• _Records provided_:
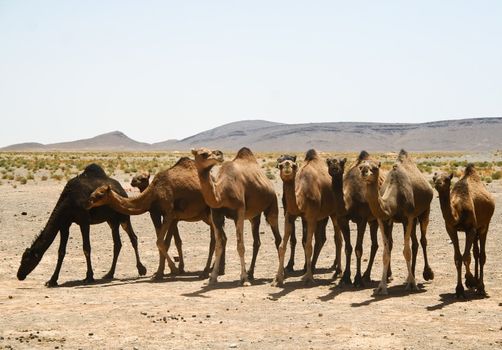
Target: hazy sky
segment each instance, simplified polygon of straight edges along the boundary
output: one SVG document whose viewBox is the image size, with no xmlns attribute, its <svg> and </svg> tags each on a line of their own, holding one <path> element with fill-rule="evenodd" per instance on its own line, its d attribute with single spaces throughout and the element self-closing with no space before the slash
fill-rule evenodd
<svg viewBox="0 0 502 350">
<path fill-rule="evenodd" d="M 0 0 L 0 146 L 502 115 L 502 1 Z"/>
</svg>

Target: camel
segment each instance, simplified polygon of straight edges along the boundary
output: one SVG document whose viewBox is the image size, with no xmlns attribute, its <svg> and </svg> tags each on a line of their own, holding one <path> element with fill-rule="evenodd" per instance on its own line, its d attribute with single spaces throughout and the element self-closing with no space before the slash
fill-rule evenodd
<svg viewBox="0 0 502 350">
<path fill-rule="evenodd" d="M 345 271 L 342 276 L 342 283 L 351 284 L 350 261 L 352 255 L 352 245 L 350 243 L 349 221 L 357 225 L 357 239 L 355 254 L 357 259 L 356 275 L 354 277 L 355 286 L 364 286 L 364 282 L 371 281 L 371 268 L 378 250 L 378 222 L 371 213 L 368 201 L 365 198 L 366 184 L 363 182 L 359 165 L 370 159 L 368 152 L 361 151 L 357 160 L 352 164 L 344 175 L 347 158 L 328 158 L 328 172 L 332 177 L 332 189 L 335 194 L 336 219 L 343 233 L 345 242 Z M 384 176 L 380 174 L 379 182 L 383 182 Z M 366 271 L 361 276 L 361 257 L 363 255 L 363 239 L 366 225 L 369 223 L 371 235 L 371 252 Z M 391 270 L 389 266 L 389 277 Z"/>
<path fill-rule="evenodd" d="M 136 187 L 139 189 L 140 192 L 143 192 L 146 190 L 146 188 L 150 185 L 150 173 L 141 173 L 136 176 L 134 176 L 131 180 L 131 186 Z M 152 219 L 152 223 L 154 227 L 159 227 L 162 222 L 162 214 L 160 213 L 159 210 L 150 210 L 150 218 Z M 167 237 L 166 237 L 166 246 L 167 249 L 169 250 L 169 247 L 171 245 L 171 239 L 174 236 L 174 243 L 176 244 L 176 249 L 178 251 L 178 256 L 179 256 L 179 263 L 178 263 L 178 271 L 180 273 L 185 272 L 185 260 L 183 258 L 183 249 L 182 245 L 183 242 L 180 237 L 180 233 L 178 231 L 178 222 L 175 221 L 171 224 L 171 227 L 169 228 L 167 232 Z M 209 270 L 204 270 L 204 274 L 209 273 Z"/>
<path fill-rule="evenodd" d="M 301 217 L 302 222 L 302 243 L 305 245 L 307 239 L 307 225 L 305 219 L 302 217 L 302 213 L 298 206 L 296 205 L 296 195 L 295 195 L 295 178 L 298 170 L 298 165 L 296 164 L 296 156 L 292 155 L 281 155 L 277 158 L 277 168 L 279 168 L 279 174 L 282 180 L 282 205 L 284 209 L 284 231 L 290 232 L 290 248 L 291 253 L 289 257 L 288 264 L 285 270 L 288 272 L 293 272 L 294 261 L 295 261 L 295 249 L 296 249 L 296 234 L 295 234 L 295 221 L 298 217 Z M 323 219 L 318 222 L 317 230 L 315 233 L 315 246 L 314 255 L 312 257 L 312 270 L 315 271 L 315 266 L 317 259 L 319 257 L 320 249 L 322 248 L 324 242 L 326 242 L 326 225 L 328 223 L 328 218 Z M 336 225 L 336 223 L 334 223 Z M 334 268 L 337 270 L 335 274 L 341 272 L 341 268 L 336 265 L 341 259 L 335 257 Z M 304 266 L 305 269 L 305 266 Z"/>
<path fill-rule="evenodd" d="M 278 226 L 277 195 L 272 182 L 261 171 L 260 166 L 249 148 L 243 147 L 232 161 L 223 162 L 223 153 L 207 148 L 193 149 L 195 164 L 199 175 L 204 200 L 211 207 L 211 215 L 216 233 L 216 255 L 209 284 L 217 282 L 220 259 L 225 250 L 226 236 L 223 230 L 225 217 L 234 220 L 237 235 L 237 251 L 240 257 L 240 282 L 250 285 L 254 278 L 256 257 L 260 247 L 261 213 L 272 229 L 275 245 L 281 243 Z M 221 164 L 213 179 L 211 169 Z M 253 233 L 253 258 L 246 272 L 244 260 L 244 220 L 249 220 Z"/>
<path fill-rule="evenodd" d="M 424 254 L 423 277 L 425 280 L 433 279 L 434 273 L 427 258 L 426 238 L 433 196 L 432 187 L 405 150 L 399 152 L 396 163 L 381 186 L 378 184 L 380 163 L 366 160 L 359 165 L 359 169 L 366 181 L 366 200 L 371 212 L 378 219 L 384 242 L 382 279 L 375 294 L 387 294 L 387 270 L 391 259 L 390 242 L 394 222 L 402 223 L 404 229 L 403 255 L 408 268 L 406 289 L 418 290 L 414 271 L 416 254 L 413 254 L 412 259 L 410 239 L 416 236 L 414 230 L 418 221 L 421 232 L 420 243 Z M 414 249 L 418 249 L 418 242 Z"/>
<path fill-rule="evenodd" d="M 305 164 L 298 170 L 295 177 L 295 199 L 299 212 L 302 213 L 307 225 L 307 238 L 305 242 L 305 274 L 302 281 L 313 283 L 312 274 L 312 238 L 317 230 L 318 222 L 328 217 L 335 226 L 335 243 L 338 260 L 341 259 L 341 233 L 336 224 L 334 194 L 331 190 L 331 178 L 328 174 L 326 163 L 322 161 L 313 149 L 307 151 Z M 288 226 L 285 226 L 286 228 Z M 279 267 L 273 285 L 280 286 L 284 282 L 284 255 L 288 244 L 290 230 L 285 230 L 284 237 L 279 247 Z M 324 242 L 319 242 L 322 246 Z M 316 242 L 316 245 L 318 242 Z M 319 249 L 320 250 L 320 249 Z M 340 266 L 339 261 L 337 266 Z"/>
<path fill-rule="evenodd" d="M 91 264 L 91 244 L 89 240 L 90 225 L 96 225 L 107 222 L 112 230 L 113 238 L 113 260 L 112 266 L 103 279 L 112 279 L 115 274 L 117 259 L 122 248 L 120 242 L 119 226 L 127 232 L 134 248 L 136 256 L 136 267 L 140 275 L 146 274 L 146 268 L 140 261 L 138 253 L 138 238 L 134 233 L 130 217 L 119 214 L 110 207 L 105 206 L 87 210 L 87 198 L 97 187 L 107 184 L 123 196 L 126 192 L 120 186 L 118 181 L 108 177 L 103 169 L 97 164 L 88 165 L 82 174 L 70 179 L 64 187 L 56 206 L 47 221 L 44 229 L 35 237 L 33 243 L 27 248 L 22 256 L 21 265 L 17 272 L 17 278 L 24 280 L 30 274 L 42 259 L 44 253 L 50 247 L 58 232 L 61 232 L 61 241 L 59 243 L 58 260 L 52 277 L 47 281 L 46 286 L 56 287 L 58 285 L 59 271 L 66 255 L 66 244 L 70 234 L 70 226 L 76 223 L 80 226 L 82 233 L 83 250 L 87 262 L 86 283 L 94 281 L 94 272 Z"/>
<path fill-rule="evenodd" d="M 204 202 L 194 161 L 183 157 L 171 168 L 155 175 L 152 183 L 137 197 L 127 198 L 113 191 L 109 186 L 96 189 L 88 200 L 88 206 L 109 205 L 119 213 L 139 215 L 150 212 L 157 234 L 159 266 L 153 279 L 164 276 L 165 261 L 172 273 L 178 269 L 167 253 L 168 229 L 172 232 L 178 221 L 204 221 L 211 226 L 209 207 Z M 162 218 L 162 221 L 161 221 Z M 209 255 L 204 272 L 209 271 L 214 251 L 211 230 Z"/>
<path fill-rule="evenodd" d="M 464 297 L 462 285 L 462 260 L 465 265 L 465 284 L 476 287 L 479 294 L 485 295 L 483 267 L 486 262 L 485 244 L 488 227 L 495 210 L 495 201 L 486 190 L 473 164 L 468 164 L 464 176 L 453 186 L 450 193 L 453 174 L 434 174 L 434 187 L 439 193 L 439 203 L 445 222 L 446 232 L 453 242 L 455 266 L 457 268 L 457 297 Z M 466 234 L 464 254 L 460 253 L 458 231 Z M 479 247 L 478 247 L 479 241 Z M 474 244 L 475 276 L 470 271 L 471 245 Z M 478 275 L 479 263 L 479 275 Z"/>
</svg>

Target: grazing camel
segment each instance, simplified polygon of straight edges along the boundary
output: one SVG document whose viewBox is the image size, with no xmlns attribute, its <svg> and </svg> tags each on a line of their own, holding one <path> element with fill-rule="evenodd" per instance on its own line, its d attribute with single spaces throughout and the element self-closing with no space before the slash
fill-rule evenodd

• _Job_:
Begin with the line that contains "Target: grazing camel" and quote each line after it exactly, stopping after the last line of the data.

• _Reply to the task_:
Target: grazing camel
segment each instance, simplified polygon of straight edges along the boundary
output: one SVG document whose viewBox is the image size, with no xmlns attribute, its <svg> and </svg> tags each on a line of their own, holding one <path> element with fill-rule="evenodd" per instance on its own line, its d attribute with single spaces throughout and the element self-closing with no space before the slash
fill-rule evenodd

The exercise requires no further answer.